PASSAGE GIVEN:
....
Don’t be outsourced – How the right-brain can make you invaluable (Part 1)

Common: Having your position or skill-set jeopardized by cheaper, sub-contracting options.  (Ouch.)

Uncommon: Not long ago, a billboard in Silicon Valley read: “1,000,000 people can do your job.  What makes you so special?”

This is a reality we all face, but one many of us shroud in denial.  However, if you don’t have an answer to the question posed above, you are living on thin ice.  It’s time to swallow the red pill and confront reality.

Regardless of our goals, some form of employment (be it self-employed or not) is critical for sustaining a quality lifestyle.  It’s no wonder why so many people are nervous about their future. Unfortunately, unemployment continues to be a serious issue and many of us are hoping for things to change.  Well, change is coming, but perhaps not in the way we anticipate.  We will not emerge from this economical downturn in an ever “stable” job environment.

The mentality of, “I have a degree and a lot of work experience, so I have job security” is not only brash, but ignorant.  In the past, a college degree and trade-skills were viewed as a form of currency.  Now, however, as basic education expands and improves worldwide, more and more people are qualified to competently perform the majority of jobs available – and this emerging labor force is not only growing but it is crossing borders as well.

Outsourcing, off-shoring, and subcontracting are inevitable trends that are becoming more and more prevalent.  Like many market shifts, there are both positive and negative effects.  But I feel much of the negative press surrounding outsourcing stems from those who would rather complain than adjust.   It’s time to stop whining and begin preparing for a new economic landscape.

The “right” skills:

As important as analytical and mechanical skill-sets are, they are also most easily outsourced because they are most easily defined, taught, and learned. Conventional education thrives in delivering these types of skills (hence the number of college-educated individuals struggling to get a job).  The result is an increase in competition and delegation to the lowest bidder (and I assume you’d rather not compete for minimum wage).

“What then, is required to survive and thrive in this emerging job market?”  Very good question – so important in fact, that your career or livelihood, may depend on it.

If analytical and mechanical skill-sets are primarily left-brain skills then it makes sense to examine the increasing importance of right-brain skills…

The future belongs to those who learn and master more right-brain abstract skills-sets such as creativity, problem solving, resourcefulness, communication, leadership, and relationship building – this is the repertoire of the new-age “artist.”

Previously I wrote about the new currency of imagination, whereby our future global economy and well-being will rely heavily upon ideas and creativity to solve the many problems we have created while also making life a more pleasing experience.  In order for this to happen, we must flex our right-brain capabilities.
....
(Rows of labeled boxes)
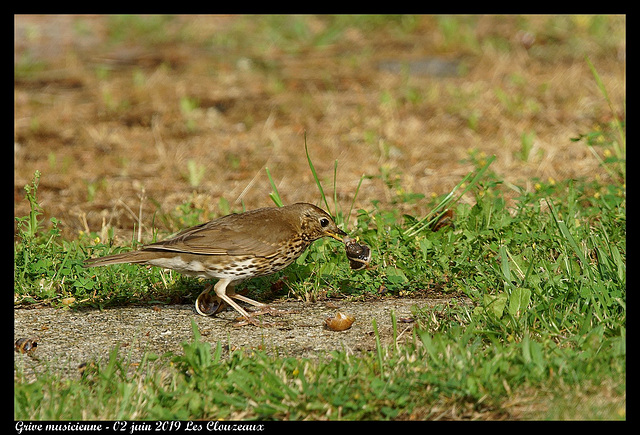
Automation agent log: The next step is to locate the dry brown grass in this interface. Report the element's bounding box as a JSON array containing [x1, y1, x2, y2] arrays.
[[14, 16, 626, 240]]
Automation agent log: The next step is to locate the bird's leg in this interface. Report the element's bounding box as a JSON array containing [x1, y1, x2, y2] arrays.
[[195, 284, 227, 316], [227, 291, 267, 308], [213, 278, 250, 319], [227, 290, 291, 316]]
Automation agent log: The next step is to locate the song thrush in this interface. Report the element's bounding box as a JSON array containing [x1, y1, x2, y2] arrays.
[[84, 203, 347, 323]]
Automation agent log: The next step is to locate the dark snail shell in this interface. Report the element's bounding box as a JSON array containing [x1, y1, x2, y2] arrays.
[[344, 237, 371, 270]]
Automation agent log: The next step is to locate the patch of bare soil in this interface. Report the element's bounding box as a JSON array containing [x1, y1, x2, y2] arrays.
[[14, 297, 468, 377]]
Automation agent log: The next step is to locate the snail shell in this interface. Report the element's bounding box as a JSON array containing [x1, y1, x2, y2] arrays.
[[324, 313, 356, 331], [344, 237, 371, 270], [15, 338, 38, 354]]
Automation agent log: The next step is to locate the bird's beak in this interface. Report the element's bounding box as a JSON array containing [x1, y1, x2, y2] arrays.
[[327, 228, 347, 243]]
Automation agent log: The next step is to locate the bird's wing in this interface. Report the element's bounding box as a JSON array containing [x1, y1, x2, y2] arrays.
[[143, 209, 293, 257]]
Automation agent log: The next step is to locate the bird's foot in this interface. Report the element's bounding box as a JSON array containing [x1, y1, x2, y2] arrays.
[[251, 305, 297, 317], [233, 315, 273, 328], [196, 289, 227, 316]]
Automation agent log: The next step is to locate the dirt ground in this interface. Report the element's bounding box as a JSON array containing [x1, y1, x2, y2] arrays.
[[14, 297, 469, 378], [14, 16, 626, 374]]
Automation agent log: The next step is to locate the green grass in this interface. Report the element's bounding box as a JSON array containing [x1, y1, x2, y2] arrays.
[[14, 131, 626, 420], [14, 16, 626, 420]]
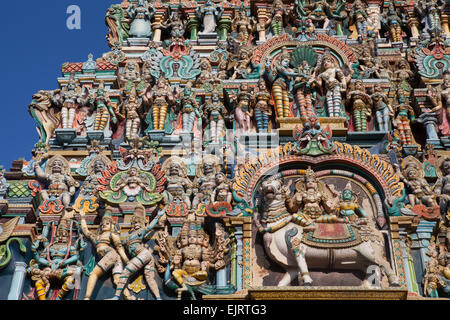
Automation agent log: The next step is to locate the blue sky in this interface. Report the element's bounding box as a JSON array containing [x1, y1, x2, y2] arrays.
[[0, 0, 114, 170]]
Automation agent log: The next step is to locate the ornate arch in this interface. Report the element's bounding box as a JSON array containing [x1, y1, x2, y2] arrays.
[[233, 142, 404, 207]]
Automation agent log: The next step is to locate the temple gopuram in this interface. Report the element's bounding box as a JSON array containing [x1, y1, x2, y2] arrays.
[[0, 0, 450, 300]]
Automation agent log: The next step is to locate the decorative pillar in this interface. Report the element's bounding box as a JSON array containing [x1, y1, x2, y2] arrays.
[[186, 9, 199, 40], [234, 226, 244, 291], [152, 9, 166, 42], [407, 18, 419, 38], [416, 220, 436, 270], [256, 4, 269, 42], [8, 262, 27, 300], [441, 13, 450, 38], [400, 232, 420, 294], [217, 14, 231, 40]]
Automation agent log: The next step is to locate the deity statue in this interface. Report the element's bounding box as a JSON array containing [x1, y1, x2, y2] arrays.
[[0, 166, 10, 200], [252, 78, 273, 133], [195, 58, 214, 88], [177, 81, 202, 132], [28, 216, 87, 300], [34, 155, 80, 209], [395, 156, 437, 208], [267, 0, 289, 36], [231, 10, 257, 44], [195, 0, 224, 33], [433, 157, 450, 215], [142, 77, 176, 131], [58, 74, 85, 129], [127, 0, 156, 38], [381, 2, 406, 42], [105, 4, 130, 47], [415, 0, 446, 32], [347, 80, 372, 132], [232, 82, 253, 132], [370, 83, 394, 132], [315, 54, 351, 117], [89, 83, 117, 131], [123, 87, 141, 139], [162, 10, 186, 41], [113, 205, 164, 300], [266, 47, 298, 118], [294, 60, 316, 119], [393, 89, 416, 145], [282, 168, 338, 226], [121, 60, 142, 94], [350, 0, 368, 40], [211, 171, 233, 204], [202, 91, 229, 143], [336, 183, 369, 223], [157, 220, 230, 299], [79, 207, 132, 300]]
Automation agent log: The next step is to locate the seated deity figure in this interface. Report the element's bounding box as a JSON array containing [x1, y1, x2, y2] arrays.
[[127, 0, 156, 38], [315, 54, 348, 117], [395, 156, 437, 208], [347, 80, 372, 132], [282, 168, 338, 230], [252, 78, 273, 133], [143, 77, 176, 130], [433, 157, 450, 215], [195, 0, 224, 33], [370, 83, 394, 132], [336, 183, 368, 223], [35, 155, 80, 209], [80, 208, 132, 300], [28, 216, 87, 300], [113, 205, 165, 300]]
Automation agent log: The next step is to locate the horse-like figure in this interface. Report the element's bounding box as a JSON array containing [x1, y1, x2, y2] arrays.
[[255, 179, 399, 287]]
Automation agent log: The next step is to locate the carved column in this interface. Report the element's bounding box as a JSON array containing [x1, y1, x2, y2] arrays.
[[256, 3, 269, 42], [441, 13, 450, 38], [8, 262, 27, 300], [186, 9, 199, 40], [407, 18, 419, 38], [152, 9, 166, 42], [234, 226, 244, 291]]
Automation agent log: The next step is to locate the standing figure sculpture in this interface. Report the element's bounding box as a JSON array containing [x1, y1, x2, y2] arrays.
[[294, 60, 316, 119], [143, 77, 176, 130], [316, 54, 348, 117], [113, 205, 164, 300], [381, 2, 406, 42], [59, 75, 84, 129], [415, 0, 446, 33], [433, 157, 450, 215], [80, 208, 132, 300], [202, 91, 228, 143], [394, 89, 416, 145], [124, 87, 141, 140], [233, 83, 253, 132], [348, 80, 372, 132], [350, 0, 368, 40], [195, 0, 224, 33], [177, 81, 202, 132], [35, 155, 80, 209], [252, 78, 273, 133], [89, 84, 117, 131], [266, 47, 297, 118], [28, 217, 86, 300], [127, 0, 155, 38], [267, 0, 289, 36], [370, 83, 394, 132]]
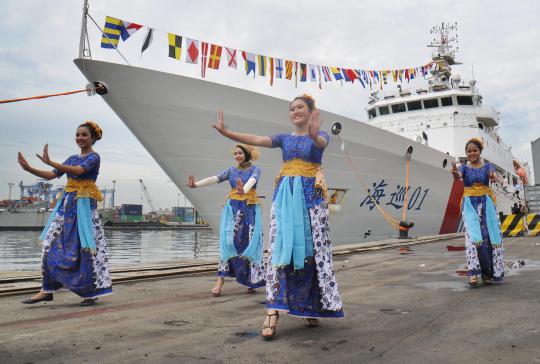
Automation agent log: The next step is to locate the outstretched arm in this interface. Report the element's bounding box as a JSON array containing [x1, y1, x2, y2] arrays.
[[308, 110, 328, 149], [36, 144, 86, 178], [212, 111, 272, 148], [187, 175, 219, 188], [17, 152, 58, 181]]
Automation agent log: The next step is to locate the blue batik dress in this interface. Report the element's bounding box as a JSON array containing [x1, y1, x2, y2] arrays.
[[42, 153, 112, 298], [459, 163, 504, 281], [218, 165, 266, 288], [266, 132, 344, 318]]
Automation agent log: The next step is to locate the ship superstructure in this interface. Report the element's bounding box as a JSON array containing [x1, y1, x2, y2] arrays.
[[366, 23, 522, 213]]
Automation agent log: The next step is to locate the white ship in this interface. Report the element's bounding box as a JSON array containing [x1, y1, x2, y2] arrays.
[[367, 24, 526, 214], [70, 13, 515, 244]]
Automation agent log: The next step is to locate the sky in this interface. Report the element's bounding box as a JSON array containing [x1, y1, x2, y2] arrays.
[[0, 0, 540, 209]]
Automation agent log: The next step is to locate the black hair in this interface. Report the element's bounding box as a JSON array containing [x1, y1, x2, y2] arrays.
[[289, 95, 315, 111], [465, 138, 484, 153]]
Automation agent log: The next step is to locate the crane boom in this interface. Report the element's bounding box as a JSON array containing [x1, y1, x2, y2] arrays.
[[139, 179, 156, 212]]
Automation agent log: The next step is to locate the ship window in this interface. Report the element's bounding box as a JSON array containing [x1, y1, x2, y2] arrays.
[[457, 96, 472, 105], [379, 106, 390, 115], [424, 99, 439, 109], [407, 100, 422, 111], [441, 96, 454, 106], [392, 104, 406, 113]]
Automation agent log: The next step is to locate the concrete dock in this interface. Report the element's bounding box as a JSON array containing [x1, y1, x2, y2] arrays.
[[0, 237, 540, 364]]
....
OBJECTIVE A:
Extract the passage of the article on outsourcing starting at "As important as" and ending at "depend on it.".
OBJECTIVE B:
Which right-brain abstract skill-sets does the article on outsourcing name as the ones the future belongs to?
These rows are separate material, unrelated to the article on outsourcing.

COMPLETE RESPONSE A:
As important as analytical and mechanical skill-sets are, they are also most easily outsourced because they are most easily defined, taught, and learned. Conventional education thrives in delivering these types of skills (hence the number of college-educated individuals struggling to get a job).  The result is an increase in competition and delegation to the lowest bidder (and I assume you’d rather not compete for minimum wage).

“What then, is required to survive and thrive in this emerging job market?”  Very good question – so important in fact, that your career or livelihood, may depend on it.

COMPLETE RESPONSE B:
- creativity
- problem solving
- resourcefulness
- communication
- leadership
- relationship building